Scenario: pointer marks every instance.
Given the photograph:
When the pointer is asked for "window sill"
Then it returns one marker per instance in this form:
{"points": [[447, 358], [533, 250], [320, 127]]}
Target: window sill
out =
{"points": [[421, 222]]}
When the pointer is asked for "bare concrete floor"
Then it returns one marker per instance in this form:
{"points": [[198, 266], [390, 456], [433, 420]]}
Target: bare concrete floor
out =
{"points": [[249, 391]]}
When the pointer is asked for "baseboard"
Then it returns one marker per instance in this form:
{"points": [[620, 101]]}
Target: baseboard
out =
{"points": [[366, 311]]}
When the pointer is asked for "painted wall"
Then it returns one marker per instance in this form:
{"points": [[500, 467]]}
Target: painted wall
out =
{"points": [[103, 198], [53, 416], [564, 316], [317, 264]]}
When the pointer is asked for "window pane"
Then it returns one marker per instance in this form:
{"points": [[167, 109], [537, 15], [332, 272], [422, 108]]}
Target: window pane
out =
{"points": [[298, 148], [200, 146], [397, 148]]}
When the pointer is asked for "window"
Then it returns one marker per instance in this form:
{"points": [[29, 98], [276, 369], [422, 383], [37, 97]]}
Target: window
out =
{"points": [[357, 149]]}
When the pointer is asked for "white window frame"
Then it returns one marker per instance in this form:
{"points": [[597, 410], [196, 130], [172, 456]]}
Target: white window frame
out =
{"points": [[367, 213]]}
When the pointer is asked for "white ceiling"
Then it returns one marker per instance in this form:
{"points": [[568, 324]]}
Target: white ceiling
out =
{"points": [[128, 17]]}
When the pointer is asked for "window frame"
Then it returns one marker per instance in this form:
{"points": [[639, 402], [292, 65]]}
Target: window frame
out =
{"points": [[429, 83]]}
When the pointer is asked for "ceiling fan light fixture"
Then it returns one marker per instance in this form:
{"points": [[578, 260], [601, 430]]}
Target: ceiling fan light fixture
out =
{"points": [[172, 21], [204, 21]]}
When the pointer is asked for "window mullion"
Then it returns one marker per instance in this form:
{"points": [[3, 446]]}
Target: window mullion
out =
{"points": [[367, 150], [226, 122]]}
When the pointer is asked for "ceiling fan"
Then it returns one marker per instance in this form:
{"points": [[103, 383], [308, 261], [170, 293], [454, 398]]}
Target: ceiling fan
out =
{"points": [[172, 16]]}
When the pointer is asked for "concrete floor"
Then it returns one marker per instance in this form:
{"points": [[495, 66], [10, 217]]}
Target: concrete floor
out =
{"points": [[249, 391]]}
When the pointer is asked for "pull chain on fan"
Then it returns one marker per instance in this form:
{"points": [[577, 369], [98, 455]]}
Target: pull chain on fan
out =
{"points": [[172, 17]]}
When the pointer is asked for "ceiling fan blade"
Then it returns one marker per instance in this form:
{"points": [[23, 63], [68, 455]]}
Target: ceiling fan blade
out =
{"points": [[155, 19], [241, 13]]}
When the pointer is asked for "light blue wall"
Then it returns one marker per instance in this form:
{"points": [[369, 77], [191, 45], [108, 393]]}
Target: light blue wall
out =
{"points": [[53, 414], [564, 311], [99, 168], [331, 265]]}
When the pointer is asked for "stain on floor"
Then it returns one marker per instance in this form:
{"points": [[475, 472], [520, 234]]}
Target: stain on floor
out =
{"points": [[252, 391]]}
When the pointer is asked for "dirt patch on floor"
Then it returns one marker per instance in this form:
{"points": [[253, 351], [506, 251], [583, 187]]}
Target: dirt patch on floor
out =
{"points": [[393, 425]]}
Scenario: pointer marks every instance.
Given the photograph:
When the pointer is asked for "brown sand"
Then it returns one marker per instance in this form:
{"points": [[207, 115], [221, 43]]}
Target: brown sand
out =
::::::::
» Exercise prompt
Count the rows above that contain the string "chain", matching case exactly, and reply with only that number.

» Full solution
2